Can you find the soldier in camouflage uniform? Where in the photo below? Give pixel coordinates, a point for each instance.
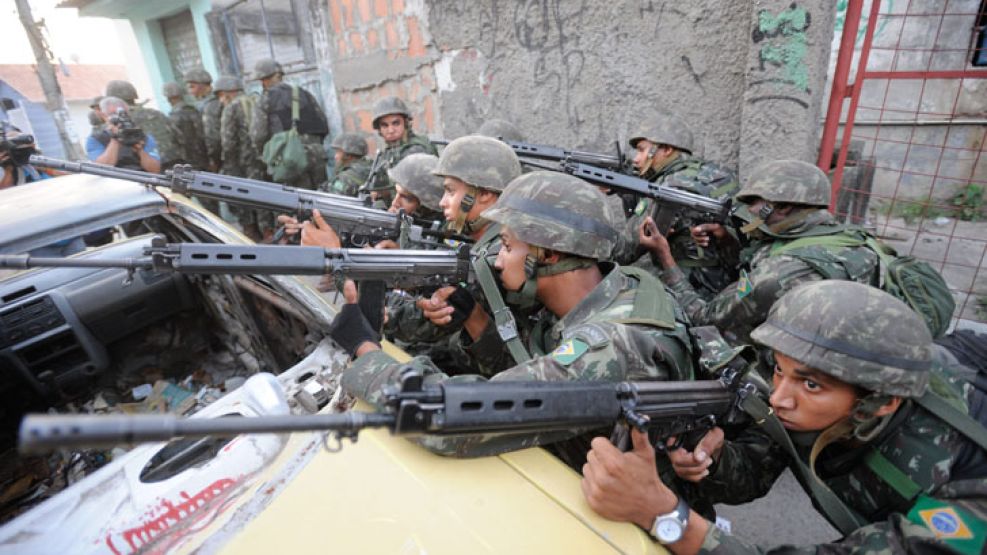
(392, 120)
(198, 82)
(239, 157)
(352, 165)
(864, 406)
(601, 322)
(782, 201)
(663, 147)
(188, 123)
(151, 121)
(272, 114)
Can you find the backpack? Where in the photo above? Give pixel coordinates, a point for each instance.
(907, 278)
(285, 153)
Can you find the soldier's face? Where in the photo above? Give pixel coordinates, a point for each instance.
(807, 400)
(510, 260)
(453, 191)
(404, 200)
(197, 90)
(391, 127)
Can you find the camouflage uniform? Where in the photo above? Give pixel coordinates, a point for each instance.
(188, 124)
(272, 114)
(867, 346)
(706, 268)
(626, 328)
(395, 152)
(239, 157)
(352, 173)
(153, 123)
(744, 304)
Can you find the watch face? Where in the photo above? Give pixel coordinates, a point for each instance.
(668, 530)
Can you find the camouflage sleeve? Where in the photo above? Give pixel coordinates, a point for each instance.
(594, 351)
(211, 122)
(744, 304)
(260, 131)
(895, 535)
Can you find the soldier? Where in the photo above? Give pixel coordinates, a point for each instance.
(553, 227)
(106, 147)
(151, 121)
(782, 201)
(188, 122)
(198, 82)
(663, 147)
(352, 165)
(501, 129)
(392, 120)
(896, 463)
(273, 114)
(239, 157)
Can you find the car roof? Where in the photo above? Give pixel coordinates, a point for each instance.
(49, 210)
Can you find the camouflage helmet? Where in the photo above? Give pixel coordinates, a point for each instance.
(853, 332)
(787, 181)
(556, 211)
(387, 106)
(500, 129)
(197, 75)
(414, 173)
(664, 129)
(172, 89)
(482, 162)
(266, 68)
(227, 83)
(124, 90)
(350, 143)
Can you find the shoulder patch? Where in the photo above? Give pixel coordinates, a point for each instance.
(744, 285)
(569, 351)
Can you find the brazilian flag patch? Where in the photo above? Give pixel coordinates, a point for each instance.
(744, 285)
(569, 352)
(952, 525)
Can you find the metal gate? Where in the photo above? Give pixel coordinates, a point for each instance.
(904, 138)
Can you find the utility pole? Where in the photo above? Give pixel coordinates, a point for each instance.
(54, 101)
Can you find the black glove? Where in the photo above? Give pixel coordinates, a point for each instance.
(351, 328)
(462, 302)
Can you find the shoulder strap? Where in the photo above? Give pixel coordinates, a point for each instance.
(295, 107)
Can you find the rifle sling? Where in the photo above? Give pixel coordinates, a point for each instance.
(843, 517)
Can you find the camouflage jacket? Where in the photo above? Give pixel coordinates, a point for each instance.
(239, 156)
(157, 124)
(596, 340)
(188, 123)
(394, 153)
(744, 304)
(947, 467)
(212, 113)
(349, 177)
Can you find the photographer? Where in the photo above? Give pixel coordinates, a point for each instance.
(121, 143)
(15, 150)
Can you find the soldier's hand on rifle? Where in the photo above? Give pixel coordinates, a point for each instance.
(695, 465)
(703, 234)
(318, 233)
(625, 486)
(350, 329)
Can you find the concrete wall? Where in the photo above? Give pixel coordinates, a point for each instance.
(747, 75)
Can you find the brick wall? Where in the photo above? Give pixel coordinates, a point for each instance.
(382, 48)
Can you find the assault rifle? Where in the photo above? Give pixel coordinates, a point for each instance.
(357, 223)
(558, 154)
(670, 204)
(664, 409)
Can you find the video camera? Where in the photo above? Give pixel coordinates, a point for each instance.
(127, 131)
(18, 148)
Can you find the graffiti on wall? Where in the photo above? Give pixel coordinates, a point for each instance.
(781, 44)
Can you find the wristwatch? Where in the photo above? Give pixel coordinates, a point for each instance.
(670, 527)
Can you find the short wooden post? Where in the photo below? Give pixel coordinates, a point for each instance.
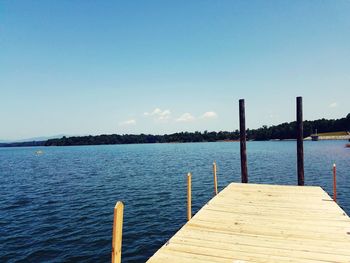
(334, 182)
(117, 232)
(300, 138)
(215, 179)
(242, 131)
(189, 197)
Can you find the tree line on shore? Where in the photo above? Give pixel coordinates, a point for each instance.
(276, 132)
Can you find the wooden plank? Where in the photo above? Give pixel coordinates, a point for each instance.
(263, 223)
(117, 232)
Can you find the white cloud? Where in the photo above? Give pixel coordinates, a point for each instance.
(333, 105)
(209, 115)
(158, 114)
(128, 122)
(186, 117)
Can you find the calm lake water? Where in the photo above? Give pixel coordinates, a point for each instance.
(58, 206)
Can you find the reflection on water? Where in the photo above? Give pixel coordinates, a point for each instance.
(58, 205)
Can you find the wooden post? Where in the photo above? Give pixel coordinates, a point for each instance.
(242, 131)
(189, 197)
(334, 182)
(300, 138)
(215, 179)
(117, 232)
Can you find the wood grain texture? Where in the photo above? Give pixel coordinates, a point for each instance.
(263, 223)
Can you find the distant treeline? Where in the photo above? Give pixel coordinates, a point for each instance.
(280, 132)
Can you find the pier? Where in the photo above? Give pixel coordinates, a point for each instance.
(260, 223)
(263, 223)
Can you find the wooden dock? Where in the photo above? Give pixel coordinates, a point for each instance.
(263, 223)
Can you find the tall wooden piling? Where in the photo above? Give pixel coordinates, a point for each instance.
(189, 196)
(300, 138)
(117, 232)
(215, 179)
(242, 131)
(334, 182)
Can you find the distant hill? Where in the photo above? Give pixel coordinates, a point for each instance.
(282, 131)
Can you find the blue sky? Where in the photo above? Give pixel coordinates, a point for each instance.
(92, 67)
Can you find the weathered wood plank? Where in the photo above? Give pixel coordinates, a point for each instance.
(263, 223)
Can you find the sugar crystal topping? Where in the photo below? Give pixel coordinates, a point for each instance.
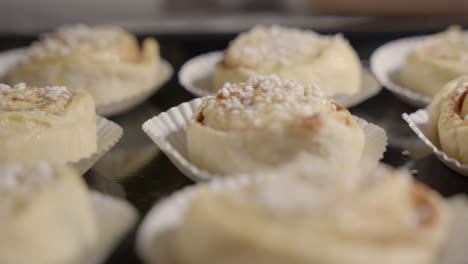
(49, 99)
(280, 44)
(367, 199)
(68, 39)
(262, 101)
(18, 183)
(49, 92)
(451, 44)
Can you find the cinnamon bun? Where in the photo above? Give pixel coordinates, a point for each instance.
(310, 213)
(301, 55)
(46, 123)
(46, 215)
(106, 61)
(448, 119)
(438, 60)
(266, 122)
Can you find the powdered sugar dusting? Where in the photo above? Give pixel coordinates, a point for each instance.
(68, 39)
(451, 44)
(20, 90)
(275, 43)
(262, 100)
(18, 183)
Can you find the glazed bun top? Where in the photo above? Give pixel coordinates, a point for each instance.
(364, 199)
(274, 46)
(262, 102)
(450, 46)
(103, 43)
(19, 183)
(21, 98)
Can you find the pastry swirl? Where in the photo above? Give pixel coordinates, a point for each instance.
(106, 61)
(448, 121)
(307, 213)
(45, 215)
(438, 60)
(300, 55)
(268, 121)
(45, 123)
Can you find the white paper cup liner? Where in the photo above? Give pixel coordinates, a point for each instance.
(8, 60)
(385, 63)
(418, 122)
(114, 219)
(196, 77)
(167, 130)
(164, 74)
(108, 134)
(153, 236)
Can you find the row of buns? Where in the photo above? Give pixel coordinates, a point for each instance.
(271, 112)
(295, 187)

•••••

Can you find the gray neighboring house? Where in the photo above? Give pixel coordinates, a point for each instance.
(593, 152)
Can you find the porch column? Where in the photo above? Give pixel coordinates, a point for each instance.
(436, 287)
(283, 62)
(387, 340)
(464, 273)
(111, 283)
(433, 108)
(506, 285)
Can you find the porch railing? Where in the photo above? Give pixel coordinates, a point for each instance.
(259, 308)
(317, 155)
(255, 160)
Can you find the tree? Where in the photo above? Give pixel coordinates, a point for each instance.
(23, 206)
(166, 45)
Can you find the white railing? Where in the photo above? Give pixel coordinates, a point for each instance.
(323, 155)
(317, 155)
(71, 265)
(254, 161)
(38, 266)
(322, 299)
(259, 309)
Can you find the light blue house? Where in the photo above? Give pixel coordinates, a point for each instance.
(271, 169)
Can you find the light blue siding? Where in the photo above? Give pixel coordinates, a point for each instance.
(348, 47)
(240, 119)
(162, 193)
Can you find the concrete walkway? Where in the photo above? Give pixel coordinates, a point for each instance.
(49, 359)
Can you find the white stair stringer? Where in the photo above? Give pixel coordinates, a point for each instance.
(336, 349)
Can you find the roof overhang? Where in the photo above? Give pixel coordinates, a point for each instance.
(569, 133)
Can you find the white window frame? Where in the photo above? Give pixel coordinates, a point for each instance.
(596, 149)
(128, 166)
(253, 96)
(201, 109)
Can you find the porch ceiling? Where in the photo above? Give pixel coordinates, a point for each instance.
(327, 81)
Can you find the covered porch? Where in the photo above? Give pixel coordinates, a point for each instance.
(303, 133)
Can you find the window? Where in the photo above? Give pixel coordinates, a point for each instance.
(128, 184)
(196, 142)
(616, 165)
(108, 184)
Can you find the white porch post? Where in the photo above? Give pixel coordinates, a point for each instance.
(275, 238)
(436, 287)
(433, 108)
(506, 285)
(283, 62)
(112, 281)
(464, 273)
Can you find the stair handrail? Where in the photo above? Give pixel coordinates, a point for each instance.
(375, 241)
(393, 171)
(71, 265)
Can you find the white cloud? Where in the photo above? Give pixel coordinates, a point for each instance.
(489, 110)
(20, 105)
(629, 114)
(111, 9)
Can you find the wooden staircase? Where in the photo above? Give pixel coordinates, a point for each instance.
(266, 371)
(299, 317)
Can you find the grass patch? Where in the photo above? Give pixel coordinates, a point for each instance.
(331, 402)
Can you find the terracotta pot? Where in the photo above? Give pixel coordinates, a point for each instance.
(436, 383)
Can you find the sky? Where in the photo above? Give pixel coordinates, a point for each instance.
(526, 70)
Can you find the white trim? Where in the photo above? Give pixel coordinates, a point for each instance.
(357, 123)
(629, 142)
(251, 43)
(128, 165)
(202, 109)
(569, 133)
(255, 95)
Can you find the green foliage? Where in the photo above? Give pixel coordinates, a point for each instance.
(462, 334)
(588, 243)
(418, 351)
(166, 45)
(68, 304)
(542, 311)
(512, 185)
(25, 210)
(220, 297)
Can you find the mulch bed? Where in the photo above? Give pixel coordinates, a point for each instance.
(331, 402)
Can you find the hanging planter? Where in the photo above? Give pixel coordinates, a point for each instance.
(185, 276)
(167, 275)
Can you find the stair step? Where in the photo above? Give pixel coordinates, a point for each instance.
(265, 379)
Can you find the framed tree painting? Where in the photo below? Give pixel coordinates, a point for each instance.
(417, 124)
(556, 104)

•••••

Deskripsi Latihan: Tolong kumpulkan semua baris data di atas yang memuat kata "patch".

Jawaban Tertulis:
Can you find the shoulder patch? Where in the photo above? Give pixel coordinates, a point for each instance.
Can you find the brazilian flag patch? Where in the photo above? Give pixel coordinates, a point for each instance.
Can you find the grass patch? Where in the photo above? Give pixel coordinates, a point for each instance.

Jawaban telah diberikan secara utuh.